:: EXERCISE OBJECTIVE ::
Rewrite the items below with every "bead" changed to "marble" and everything else unchanged. Leave the pictures out of your answer.

.....

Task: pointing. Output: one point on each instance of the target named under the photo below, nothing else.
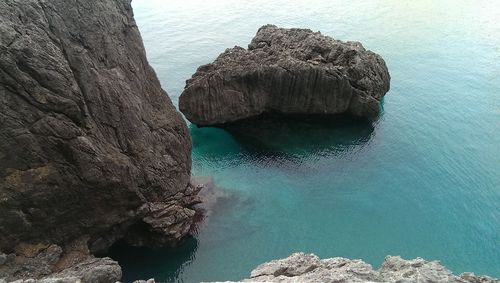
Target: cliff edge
(91, 148)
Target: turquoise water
(424, 180)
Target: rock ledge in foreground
(288, 71)
(301, 267)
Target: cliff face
(288, 71)
(90, 145)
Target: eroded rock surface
(301, 267)
(90, 145)
(49, 263)
(289, 71)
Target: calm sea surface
(422, 181)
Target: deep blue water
(423, 181)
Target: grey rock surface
(49, 263)
(301, 267)
(89, 142)
(287, 71)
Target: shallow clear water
(422, 181)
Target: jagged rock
(301, 267)
(89, 142)
(288, 71)
(49, 263)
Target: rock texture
(48, 263)
(288, 71)
(90, 145)
(300, 267)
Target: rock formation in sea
(286, 71)
(301, 267)
(91, 147)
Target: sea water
(424, 180)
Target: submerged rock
(90, 145)
(301, 267)
(289, 71)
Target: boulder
(287, 71)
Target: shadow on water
(281, 136)
(163, 264)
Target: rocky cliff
(91, 147)
(301, 267)
(288, 71)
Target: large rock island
(91, 148)
(286, 71)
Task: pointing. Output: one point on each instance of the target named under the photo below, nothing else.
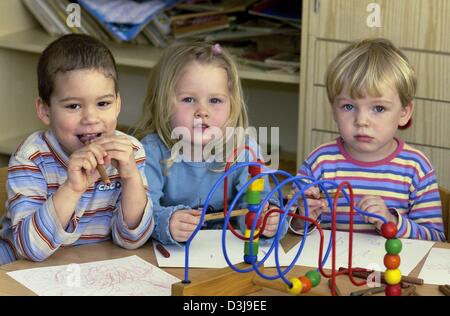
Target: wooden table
(107, 250)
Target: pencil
(162, 250)
(103, 174)
(444, 289)
(219, 215)
(410, 290)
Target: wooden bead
(314, 276)
(393, 246)
(250, 218)
(389, 230)
(247, 248)
(307, 284)
(391, 261)
(254, 170)
(253, 197)
(393, 290)
(392, 276)
(247, 234)
(250, 259)
(257, 185)
(297, 286)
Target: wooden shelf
(142, 56)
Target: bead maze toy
(248, 276)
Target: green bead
(253, 197)
(247, 248)
(314, 277)
(393, 246)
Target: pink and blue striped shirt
(405, 180)
(31, 229)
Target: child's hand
(120, 154)
(375, 205)
(183, 223)
(81, 171)
(316, 206)
(272, 221)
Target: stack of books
(248, 27)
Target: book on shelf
(125, 19)
(155, 36)
(222, 6)
(284, 59)
(46, 17)
(287, 11)
(199, 25)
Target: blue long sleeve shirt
(187, 184)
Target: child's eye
(215, 101)
(73, 106)
(103, 104)
(379, 109)
(188, 100)
(347, 107)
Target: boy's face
(368, 125)
(83, 106)
(202, 101)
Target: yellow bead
(297, 286)
(393, 276)
(247, 234)
(257, 185)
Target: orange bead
(391, 261)
(307, 285)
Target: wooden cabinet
(419, 28)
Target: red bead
(393, 290)
(307, 284)
(249, 218)
(389, 230)
(391, 261)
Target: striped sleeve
(35, 229)
(121, 234)
(424, 220)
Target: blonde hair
(157, 108)
(368, 67)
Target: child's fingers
(98, 151)
(85, 160)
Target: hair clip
(216, 49)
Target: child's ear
(406, 114)
(43, 111)
(119, 104)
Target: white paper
(368, 251)
(436, 269)
(205, 251)
(126, 276)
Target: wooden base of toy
(219, 282)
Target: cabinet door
(418, 24)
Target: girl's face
(368, 125)
(202, 102)
(84, 106)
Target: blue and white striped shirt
(31, 229)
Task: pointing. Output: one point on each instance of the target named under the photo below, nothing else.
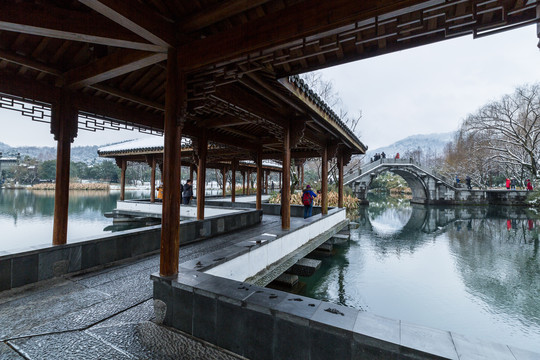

.....

:: TASK RESPONSE ::
Task: pointing. Output: one point on each instance of the target named under the photo below, nothing else.
Target: cliff edge
(91, 148)
Target: turquoise water
(424, 180)
Target: rock ledge in foreground
(288, 71)
(301, 267)
Target: cliff face
(288, 71)
(90, 145)
Target: eroded rock surface
(301, 267)
(90, 145)
(49, 263)
(289, 71)
Target: calm sea surface
(422, 181)
Target: deep blue water
(423, 181)
Target: grey rock surface
(49, 263)
(301, 267)
(89, 142)
(287, 71)
Target: shallow clear water
(422, 181)
Target: jagged rock
(301, 267)
(89, 142)
(288, 71)
(49, 263)
Target: rock texture
(48, 263)
(288, 71)
(90, 145)
(300, 267)
Target: rock formation in sea
(286, 71)
(301, 267)
(91, 147)
Target: sea water
(424, 180)
Target: submerged rock
(90, 145)
(301, 267)
(289, 71)
Target: boulder
(287, 71)
Target: shadow on water
(281, 136)
(163, 264)
Target: rocky cliff
(91, 147)
(301, 267)
(288, 71)
Target: large rock island
(91, 148)
(286, 71)
Task: pointing. Output: one point on each instance of the target named under the photo below, nothing else.
Target: wooden table
(107, 250)
Target: pencil
(162, 250)
(103, 174)
(444, 289)
(219, 215)
(410, 290)
Target: wooden marble
(314, 276)
(393, 246)
(250, 218)
(389, 230)
(247, 248)
(307, 284)
(391, 261)
(254, 170)
(253, 197)
(393, 290)
(392, 276)
(247, 234)
(250, 259)
(257, 185)
(297, 286)
Target: wooden shelf
(142, 56)
Target: marble maze toy
(248, 276)
Target: green marble
(253, 197)
(247, 248)
(314, 277)
(393, 246)
Target: pink and blue striped shirt
(405, 180)
(31, 229)
Target: child's hand
(120, 154)
(375, 205)
(183, 223)
(81, 171)
(316, 206)
(272, 221)
Target: stack of books
(248, 27)
Target: book on shelf
(125, 19)
(155, 36)
(222, 6)
(284, 59)
(46, 17)
(287, 11)
(199, 25)
Target: blue long sleeve shirt
(187, 184)
Target: child's eye
(215, 101)
(73, 106)
(103, 104)
(379, 109)
(188, 100)
(347, 107)
Target: boy's face
(368, 125)
(83, 106)
(202, 101)
Target: yellow marble
(297, 286)
(393, 276)
(247, 234)
(257, 185)
Target: orange marble
(391, 261)
(307, 285)
Target: wooden cabinet
(419, 28)
Target: red marble
(393, 290)
(307, 284)
(249, 218)
(389, 230)
(391, 261)
Target: striped sleeve
(35, 229)
(121, 234)
(424, 220)
Target: blonde hair
(157, 108)
(368, 67)
Target: child's fingers
(98, 151)
(85, 160)
Target: hair clip
(216, 49)
Target: child's ear
(406, 114)
(43, 111)
(119, 104)
Target: white paper
(368, 251)
(436, 269)
(205, 251)
(126, 276)
Target: wooden base of toy
(219, 282)
Target: cabinet door
(418, 24)
Target: girl's face
(368, 125)
(202, 102)
(84, 106)
Target: blue and white striped shirt
(31, 229)
Task: pointing. Output: one point on each instance of the target named under the photo below, nothing else.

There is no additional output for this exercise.